# Given instruction
Reproduce every line from the one containing "Target: red tank top" down to the one containing "(1183, 474)", both ends included, and add 144 to each coordinate in the answers.

# Dataset
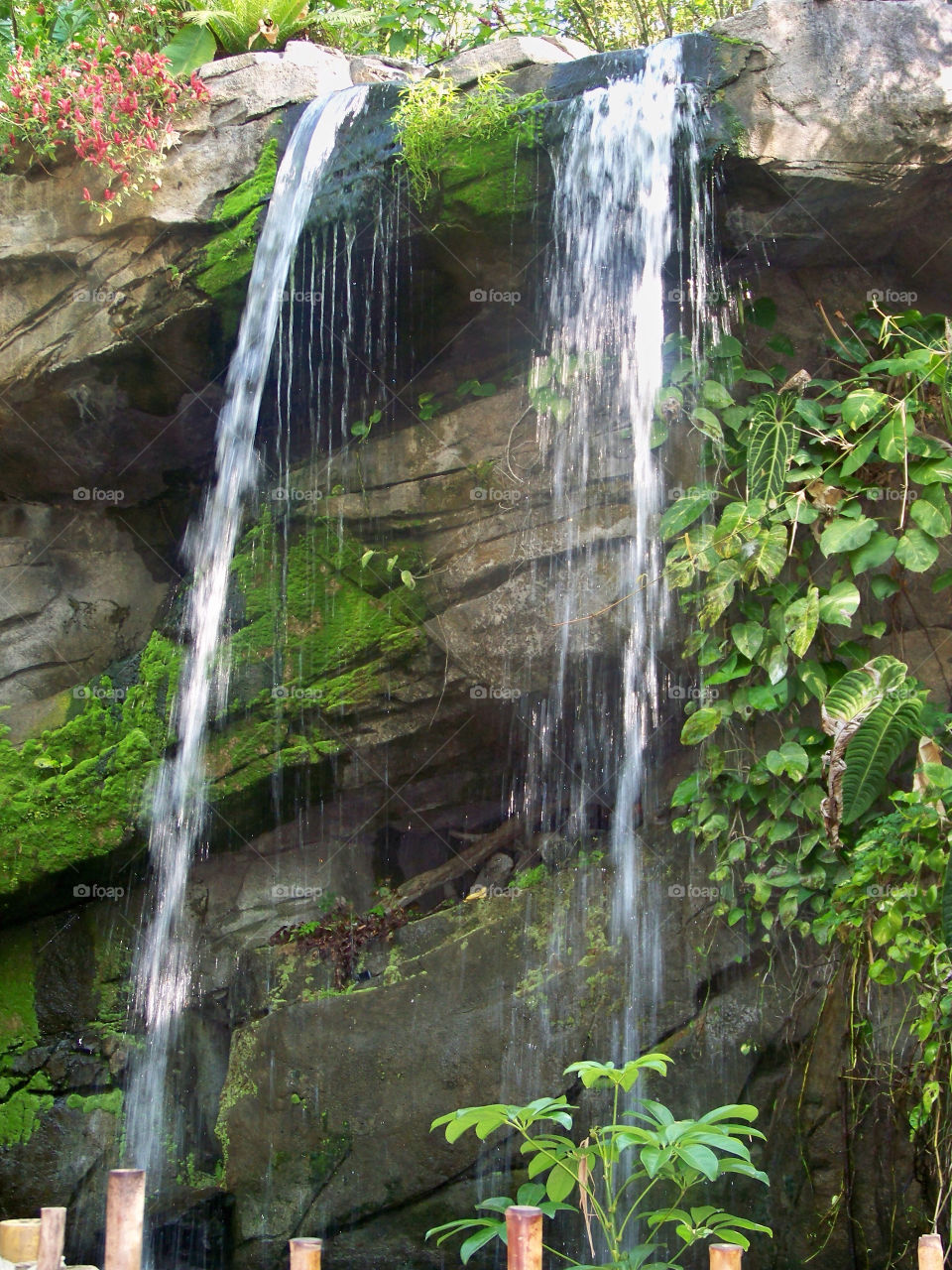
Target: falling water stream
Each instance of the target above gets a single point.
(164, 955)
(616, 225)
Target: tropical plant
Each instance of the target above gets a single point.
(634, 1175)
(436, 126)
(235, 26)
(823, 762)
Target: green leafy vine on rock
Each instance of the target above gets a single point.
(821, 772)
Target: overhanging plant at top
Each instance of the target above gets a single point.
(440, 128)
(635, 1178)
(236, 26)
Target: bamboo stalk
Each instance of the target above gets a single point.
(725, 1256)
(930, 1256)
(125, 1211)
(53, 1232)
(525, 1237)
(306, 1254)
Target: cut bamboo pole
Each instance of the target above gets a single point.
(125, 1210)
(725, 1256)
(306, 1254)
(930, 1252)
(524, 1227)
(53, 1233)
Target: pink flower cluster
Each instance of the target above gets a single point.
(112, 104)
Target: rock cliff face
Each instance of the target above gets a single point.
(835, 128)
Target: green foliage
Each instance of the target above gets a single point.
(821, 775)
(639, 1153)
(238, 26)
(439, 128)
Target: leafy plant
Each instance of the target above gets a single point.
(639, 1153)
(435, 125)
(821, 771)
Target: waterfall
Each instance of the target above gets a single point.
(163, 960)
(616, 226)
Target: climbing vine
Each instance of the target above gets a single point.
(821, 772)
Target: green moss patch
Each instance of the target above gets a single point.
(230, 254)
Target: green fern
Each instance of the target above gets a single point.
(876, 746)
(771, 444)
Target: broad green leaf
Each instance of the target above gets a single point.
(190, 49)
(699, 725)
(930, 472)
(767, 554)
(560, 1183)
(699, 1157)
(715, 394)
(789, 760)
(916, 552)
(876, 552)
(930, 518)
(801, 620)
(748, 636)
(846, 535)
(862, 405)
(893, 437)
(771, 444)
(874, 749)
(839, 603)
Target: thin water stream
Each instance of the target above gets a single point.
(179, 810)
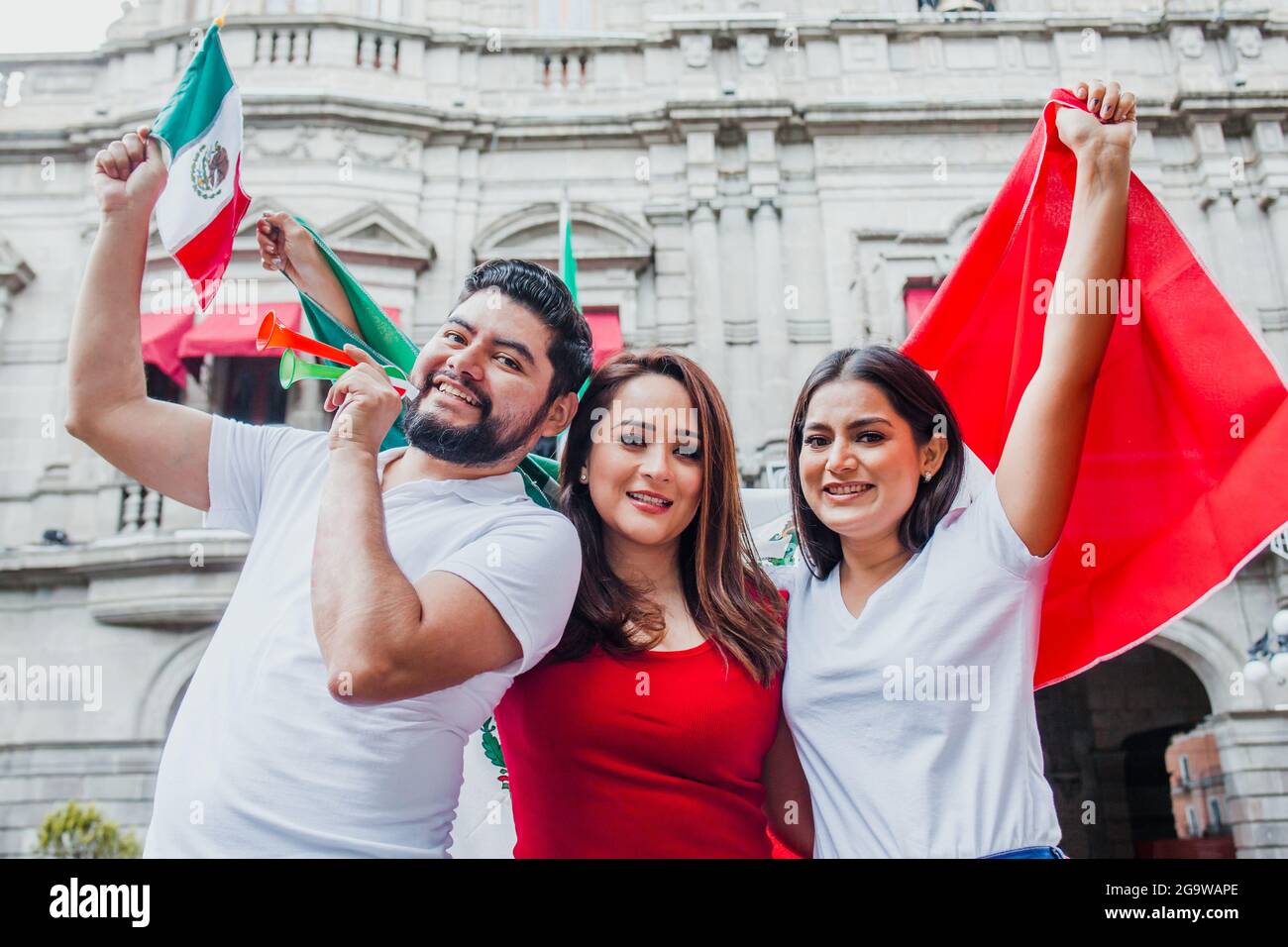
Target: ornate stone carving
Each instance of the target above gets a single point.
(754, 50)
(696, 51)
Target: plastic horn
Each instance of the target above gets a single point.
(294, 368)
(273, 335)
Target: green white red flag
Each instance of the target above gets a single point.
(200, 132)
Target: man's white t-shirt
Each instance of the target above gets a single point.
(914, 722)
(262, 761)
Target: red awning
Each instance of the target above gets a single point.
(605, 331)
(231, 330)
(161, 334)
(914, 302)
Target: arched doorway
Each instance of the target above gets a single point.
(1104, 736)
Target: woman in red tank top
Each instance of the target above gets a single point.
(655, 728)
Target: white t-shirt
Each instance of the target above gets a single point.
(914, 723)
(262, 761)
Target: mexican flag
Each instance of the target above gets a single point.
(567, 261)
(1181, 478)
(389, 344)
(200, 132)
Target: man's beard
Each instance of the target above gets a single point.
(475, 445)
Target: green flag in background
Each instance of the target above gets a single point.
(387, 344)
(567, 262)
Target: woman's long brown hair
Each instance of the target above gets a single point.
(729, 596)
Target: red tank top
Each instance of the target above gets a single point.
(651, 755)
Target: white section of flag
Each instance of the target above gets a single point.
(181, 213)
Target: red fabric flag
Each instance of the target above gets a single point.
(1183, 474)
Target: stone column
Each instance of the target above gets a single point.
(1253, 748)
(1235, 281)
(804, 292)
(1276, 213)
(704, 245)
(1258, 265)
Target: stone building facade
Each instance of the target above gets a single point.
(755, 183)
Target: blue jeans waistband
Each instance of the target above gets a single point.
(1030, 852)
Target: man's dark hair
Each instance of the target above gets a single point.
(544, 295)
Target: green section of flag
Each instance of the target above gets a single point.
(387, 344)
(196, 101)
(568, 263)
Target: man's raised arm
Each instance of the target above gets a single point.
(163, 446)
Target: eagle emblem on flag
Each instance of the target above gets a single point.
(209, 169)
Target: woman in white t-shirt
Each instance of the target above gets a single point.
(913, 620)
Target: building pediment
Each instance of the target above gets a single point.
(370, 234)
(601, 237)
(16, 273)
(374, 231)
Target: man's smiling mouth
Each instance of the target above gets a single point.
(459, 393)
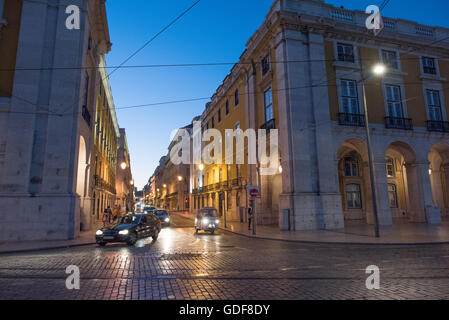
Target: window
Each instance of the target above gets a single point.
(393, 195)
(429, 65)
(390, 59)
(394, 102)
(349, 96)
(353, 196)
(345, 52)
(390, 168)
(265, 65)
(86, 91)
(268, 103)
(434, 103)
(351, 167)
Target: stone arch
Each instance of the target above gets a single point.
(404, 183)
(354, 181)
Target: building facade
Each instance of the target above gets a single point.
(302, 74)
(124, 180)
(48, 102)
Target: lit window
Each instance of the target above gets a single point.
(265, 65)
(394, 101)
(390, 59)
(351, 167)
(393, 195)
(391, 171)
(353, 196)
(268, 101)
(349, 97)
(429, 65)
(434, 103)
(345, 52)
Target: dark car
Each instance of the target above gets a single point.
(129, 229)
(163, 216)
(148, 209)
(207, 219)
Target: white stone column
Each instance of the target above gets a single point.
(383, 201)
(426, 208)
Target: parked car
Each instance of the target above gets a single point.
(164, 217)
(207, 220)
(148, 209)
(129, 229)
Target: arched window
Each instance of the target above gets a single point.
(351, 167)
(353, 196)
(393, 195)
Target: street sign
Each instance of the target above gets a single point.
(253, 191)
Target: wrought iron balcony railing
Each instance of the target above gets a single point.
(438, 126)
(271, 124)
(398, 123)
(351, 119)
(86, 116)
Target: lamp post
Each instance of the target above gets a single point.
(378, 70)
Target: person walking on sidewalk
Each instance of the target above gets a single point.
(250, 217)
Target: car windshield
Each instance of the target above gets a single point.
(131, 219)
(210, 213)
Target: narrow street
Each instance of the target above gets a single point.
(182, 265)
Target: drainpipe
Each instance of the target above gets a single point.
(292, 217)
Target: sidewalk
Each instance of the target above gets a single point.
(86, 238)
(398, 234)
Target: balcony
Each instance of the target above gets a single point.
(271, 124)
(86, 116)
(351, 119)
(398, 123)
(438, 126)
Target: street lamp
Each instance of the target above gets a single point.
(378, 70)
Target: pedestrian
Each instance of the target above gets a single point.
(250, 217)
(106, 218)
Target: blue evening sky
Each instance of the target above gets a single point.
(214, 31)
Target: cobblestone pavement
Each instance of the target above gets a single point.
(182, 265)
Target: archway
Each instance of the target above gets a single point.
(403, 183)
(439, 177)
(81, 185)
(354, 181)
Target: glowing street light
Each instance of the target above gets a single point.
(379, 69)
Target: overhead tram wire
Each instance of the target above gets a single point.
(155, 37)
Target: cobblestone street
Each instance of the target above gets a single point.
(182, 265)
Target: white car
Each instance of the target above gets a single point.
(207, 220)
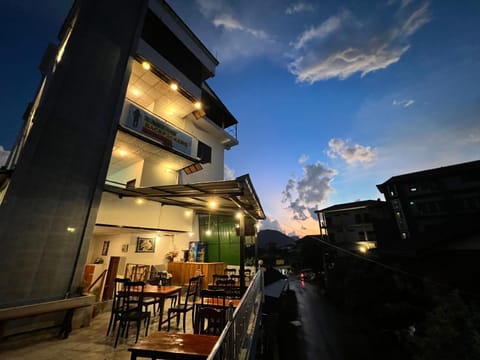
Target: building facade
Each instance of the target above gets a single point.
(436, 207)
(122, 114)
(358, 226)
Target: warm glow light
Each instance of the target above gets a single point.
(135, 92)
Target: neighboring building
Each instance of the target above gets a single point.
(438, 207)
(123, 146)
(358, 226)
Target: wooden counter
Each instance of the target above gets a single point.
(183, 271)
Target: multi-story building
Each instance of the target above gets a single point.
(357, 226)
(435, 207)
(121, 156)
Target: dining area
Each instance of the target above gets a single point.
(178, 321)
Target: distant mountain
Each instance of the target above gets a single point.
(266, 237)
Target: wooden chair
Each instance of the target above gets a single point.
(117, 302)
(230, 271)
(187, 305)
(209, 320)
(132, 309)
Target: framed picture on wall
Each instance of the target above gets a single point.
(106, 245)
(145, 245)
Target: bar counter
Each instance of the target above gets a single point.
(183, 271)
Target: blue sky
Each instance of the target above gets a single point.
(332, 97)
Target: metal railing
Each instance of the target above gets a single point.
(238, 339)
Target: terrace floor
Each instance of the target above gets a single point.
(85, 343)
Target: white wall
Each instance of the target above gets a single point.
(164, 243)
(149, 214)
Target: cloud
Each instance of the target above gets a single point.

# Response to the task
Target: red tank top
Each instance of the target above gets a single point.
(795, 899)
Target: white section of flag
Each instance of the target above gets a single point.
(325, 357)
Target: red fabric flag
Each instance of the target above gets a single point.
(1327, 618)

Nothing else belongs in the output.